REQUIRED ACTION
Read the listing below and copy out each line where the word "then" occurs.

EXERCISE INPUTS

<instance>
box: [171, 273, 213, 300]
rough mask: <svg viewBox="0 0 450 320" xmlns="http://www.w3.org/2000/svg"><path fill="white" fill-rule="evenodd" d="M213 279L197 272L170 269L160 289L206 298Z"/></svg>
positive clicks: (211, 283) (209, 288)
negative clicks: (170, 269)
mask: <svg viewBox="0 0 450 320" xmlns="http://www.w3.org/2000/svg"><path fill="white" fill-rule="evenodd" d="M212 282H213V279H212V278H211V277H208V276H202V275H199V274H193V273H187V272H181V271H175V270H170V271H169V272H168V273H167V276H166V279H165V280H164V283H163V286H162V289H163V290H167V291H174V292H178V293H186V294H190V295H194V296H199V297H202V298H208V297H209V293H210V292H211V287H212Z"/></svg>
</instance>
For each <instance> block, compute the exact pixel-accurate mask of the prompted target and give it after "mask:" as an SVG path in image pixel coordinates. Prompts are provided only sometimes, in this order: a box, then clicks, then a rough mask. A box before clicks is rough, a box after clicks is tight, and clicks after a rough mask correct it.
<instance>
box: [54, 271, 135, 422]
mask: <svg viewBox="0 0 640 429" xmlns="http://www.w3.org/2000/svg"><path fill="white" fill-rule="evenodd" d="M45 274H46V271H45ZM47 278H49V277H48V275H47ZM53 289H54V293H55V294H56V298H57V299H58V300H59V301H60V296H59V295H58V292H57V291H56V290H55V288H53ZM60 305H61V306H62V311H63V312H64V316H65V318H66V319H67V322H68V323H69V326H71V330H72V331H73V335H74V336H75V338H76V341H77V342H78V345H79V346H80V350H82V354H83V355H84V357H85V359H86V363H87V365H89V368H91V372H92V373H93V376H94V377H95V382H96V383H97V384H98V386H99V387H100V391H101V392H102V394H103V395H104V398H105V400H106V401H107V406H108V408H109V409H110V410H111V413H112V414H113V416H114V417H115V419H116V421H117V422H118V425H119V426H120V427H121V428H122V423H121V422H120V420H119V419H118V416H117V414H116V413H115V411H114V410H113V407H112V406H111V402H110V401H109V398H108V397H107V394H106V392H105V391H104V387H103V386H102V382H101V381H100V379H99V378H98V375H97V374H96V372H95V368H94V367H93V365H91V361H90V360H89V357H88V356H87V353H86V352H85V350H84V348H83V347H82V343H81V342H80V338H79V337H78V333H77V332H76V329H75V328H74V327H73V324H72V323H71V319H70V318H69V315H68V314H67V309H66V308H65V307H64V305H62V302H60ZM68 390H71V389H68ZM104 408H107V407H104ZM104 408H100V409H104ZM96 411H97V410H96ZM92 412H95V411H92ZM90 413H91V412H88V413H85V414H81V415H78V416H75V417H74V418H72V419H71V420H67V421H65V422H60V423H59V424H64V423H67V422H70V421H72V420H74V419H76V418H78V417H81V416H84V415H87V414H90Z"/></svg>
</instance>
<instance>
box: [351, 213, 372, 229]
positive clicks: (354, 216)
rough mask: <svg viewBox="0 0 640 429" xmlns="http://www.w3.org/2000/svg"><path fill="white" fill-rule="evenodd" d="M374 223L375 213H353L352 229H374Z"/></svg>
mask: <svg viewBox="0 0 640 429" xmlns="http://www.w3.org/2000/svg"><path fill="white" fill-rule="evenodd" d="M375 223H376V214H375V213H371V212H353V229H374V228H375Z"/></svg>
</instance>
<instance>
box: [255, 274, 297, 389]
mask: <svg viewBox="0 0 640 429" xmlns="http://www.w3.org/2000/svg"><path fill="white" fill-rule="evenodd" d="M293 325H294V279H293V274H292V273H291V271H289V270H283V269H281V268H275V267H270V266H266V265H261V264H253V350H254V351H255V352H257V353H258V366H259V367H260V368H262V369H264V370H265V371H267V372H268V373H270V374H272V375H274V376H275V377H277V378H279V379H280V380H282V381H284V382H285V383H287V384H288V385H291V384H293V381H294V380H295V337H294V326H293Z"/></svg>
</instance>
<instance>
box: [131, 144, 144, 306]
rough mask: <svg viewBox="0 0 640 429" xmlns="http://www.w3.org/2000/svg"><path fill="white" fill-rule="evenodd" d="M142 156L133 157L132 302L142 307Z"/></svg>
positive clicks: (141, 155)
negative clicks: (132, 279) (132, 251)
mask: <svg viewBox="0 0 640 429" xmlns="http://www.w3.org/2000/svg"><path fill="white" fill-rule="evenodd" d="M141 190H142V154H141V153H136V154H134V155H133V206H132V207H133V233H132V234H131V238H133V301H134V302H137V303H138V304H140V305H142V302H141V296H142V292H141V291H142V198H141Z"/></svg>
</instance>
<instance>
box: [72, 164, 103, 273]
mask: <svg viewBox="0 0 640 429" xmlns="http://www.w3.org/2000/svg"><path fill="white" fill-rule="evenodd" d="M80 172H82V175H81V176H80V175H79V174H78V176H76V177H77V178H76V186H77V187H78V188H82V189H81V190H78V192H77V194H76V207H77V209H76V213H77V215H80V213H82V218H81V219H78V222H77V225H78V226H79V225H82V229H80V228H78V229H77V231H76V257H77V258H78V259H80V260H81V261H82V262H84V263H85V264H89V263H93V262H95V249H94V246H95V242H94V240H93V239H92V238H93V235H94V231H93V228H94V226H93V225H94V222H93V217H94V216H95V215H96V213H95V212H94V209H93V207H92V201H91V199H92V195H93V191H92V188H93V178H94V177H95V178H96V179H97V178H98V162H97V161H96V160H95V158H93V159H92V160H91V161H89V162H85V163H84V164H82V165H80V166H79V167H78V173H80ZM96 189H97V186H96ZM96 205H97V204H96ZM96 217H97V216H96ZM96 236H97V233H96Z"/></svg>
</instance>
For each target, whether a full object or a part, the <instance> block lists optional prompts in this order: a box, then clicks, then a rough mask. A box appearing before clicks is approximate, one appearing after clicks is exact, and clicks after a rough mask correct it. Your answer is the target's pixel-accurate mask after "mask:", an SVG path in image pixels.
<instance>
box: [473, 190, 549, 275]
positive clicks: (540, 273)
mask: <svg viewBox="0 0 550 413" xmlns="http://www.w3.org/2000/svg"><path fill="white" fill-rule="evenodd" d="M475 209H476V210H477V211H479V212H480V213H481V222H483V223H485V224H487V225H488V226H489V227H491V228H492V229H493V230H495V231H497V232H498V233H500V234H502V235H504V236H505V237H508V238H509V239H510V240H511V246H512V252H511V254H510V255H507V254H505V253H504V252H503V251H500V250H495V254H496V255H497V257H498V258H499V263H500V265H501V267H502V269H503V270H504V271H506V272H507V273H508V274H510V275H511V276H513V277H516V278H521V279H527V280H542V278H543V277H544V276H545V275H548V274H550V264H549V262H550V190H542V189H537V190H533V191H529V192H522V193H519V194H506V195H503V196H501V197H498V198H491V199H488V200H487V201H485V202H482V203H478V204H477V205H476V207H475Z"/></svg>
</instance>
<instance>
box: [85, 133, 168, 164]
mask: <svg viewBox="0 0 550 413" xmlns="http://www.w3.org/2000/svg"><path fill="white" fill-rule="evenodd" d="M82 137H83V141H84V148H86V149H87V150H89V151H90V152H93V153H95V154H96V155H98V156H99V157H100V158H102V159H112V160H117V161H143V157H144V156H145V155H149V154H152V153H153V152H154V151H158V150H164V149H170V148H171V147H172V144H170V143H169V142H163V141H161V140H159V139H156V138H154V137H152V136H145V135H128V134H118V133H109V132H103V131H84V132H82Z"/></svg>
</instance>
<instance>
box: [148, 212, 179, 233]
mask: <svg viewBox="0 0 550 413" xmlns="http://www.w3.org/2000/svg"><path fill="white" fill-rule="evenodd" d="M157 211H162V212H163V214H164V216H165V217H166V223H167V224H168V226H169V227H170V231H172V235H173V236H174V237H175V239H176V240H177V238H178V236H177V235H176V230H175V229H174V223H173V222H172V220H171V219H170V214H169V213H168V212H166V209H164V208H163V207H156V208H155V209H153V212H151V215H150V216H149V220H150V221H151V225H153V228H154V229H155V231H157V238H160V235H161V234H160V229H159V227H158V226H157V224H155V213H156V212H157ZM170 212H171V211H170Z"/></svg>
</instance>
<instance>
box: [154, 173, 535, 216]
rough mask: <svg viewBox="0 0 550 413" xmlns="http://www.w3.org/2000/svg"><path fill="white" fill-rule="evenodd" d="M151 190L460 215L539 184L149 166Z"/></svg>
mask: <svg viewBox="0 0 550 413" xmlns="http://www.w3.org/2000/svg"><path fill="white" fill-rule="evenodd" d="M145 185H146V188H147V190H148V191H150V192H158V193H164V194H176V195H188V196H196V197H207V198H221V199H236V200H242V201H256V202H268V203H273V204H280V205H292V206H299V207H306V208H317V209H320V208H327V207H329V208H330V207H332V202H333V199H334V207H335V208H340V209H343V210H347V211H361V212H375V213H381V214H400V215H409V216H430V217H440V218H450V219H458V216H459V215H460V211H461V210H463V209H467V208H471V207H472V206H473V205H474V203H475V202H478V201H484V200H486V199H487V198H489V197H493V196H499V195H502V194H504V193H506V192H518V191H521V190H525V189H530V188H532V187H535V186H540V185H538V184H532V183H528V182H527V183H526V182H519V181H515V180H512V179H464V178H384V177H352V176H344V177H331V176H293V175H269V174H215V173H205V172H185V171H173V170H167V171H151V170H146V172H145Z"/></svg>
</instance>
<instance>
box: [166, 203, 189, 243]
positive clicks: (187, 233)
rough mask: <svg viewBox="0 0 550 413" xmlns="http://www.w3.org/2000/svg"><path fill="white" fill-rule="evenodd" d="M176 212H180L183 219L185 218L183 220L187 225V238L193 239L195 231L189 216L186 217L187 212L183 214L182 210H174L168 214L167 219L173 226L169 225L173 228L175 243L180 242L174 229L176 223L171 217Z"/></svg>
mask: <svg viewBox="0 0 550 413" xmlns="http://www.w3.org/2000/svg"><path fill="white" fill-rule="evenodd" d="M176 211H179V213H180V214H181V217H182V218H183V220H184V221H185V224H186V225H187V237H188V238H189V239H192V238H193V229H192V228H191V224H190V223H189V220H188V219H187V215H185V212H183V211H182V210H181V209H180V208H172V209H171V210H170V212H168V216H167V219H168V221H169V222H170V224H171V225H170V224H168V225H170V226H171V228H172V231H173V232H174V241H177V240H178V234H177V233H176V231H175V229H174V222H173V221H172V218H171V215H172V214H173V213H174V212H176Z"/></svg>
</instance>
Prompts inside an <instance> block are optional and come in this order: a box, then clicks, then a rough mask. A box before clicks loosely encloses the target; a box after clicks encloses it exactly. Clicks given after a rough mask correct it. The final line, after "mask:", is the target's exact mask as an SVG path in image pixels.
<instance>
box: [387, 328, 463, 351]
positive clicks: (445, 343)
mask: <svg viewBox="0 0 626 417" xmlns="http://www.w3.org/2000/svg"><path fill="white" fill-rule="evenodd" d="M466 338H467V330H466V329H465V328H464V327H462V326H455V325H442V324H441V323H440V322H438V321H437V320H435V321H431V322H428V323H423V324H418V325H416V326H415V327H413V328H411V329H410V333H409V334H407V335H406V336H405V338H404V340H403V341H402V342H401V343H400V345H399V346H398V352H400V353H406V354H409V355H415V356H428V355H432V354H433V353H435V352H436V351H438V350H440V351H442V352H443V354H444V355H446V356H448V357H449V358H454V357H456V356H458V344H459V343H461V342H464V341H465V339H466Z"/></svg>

ANSWER TO THIS TASK
For each <instance> block, compute the exact pixel-accurate mask of the prompted target and give it after "mask:" as an SVG path in image pixel coordinates. Prompts are provided only sometimes, in this order: a box, then clicks, then a rough mask. A box before clicks is rough, a box after clicks is tight, and clicks after a rough mask correct it.
For each target, whether a full object or a part, the <instance> block lists optional prompts in this order: a box, then clicks, then a rough mask. A box appearing before clicks is approximate, one appearing after clicks is exact, and clicks after a rough mask correct it. Your answer is the target's pixel-accurate mask after "mask:", an SVG path in image pixels.
Prompts inside an <instance> block are optional and come in this order: a box, then clicks, then a rough mask. A box before clicks loosely encloses the target; a box after clicks encloses it exactly. Clicks given after a rough mask correct it. The final line, after "mask:", is the target's exact mask as an SVG path in image pixels.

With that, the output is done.